Article
_____
For Bastille Day: How the French Invented Film Comedy

Well known phallic symbol
Well known phallic symbol

The following is an excerpt from my 2013 book  Chain of Fools: Silent Comedy and Its Legacies from Nickelodeons to Youtube.

…Just as jazz, the quintessential American music, was born as a hybrid between German marches and the syncopated playing styles of African-Americans, it might be useful to think of American screen comedy as the love child of another foreign import, the French farce, mixed with the limitless extravagance of the American imagination. As with the march, we start out with a fairly rigid European structure, pleasurable to experience, but a foreign import nonetheless. In skillful hands the French farce is as seamless as a series of geometric proofs, its symmetries and proportions all laid out according to strict, innate, universal laws. While some of Mack Sennett’s films may seem free-wheeling and plotless, many others borrowed their spines directly from pre-existing farces. At Keystone, Sennett actually had a translator on staff, converting the plots of French plays into English synopses for his use. It is a fallacy that Keystone worked without prepared scenarios. It would be more accurate to say that they sometimes worked without scenarios. Most of the time they actually had a working document prepared ahead of time, which they could then deviate from as the mood struck them during production. The films generally have some kind of funny or ironic story arc borrowed from farce.

Mack Sennett, "The Curtain Pole" (1909)
_____
Supplied entries
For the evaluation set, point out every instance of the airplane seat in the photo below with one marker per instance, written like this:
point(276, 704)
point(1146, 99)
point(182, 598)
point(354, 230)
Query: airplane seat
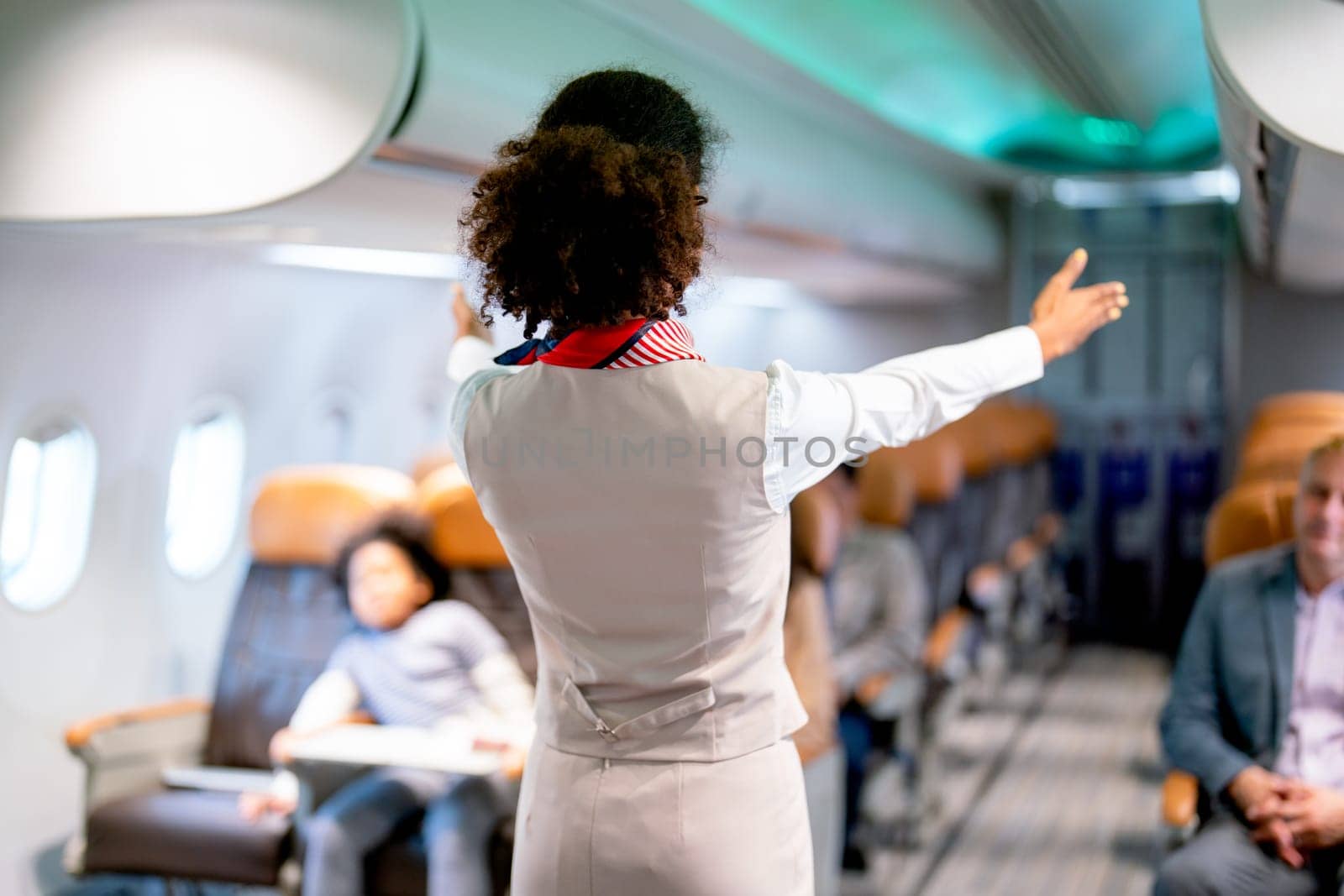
point(981, 452)
point(468, 546)
point(937, 469)
point(1247, 517)
point(1018, 446)
point(432, 463)
point(1290, 410)
point(1038, 587)
point(886, 504)
point(161, 782)
point(816, 533)
point(987, 589)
_____
Exercise directions
In the excerpt on how the French invented film comedy, what did the translator on Sennett's staff at Keystone do?

Result of the exercise
The translator converted the plots of French plays into English synopses for Sennett's use.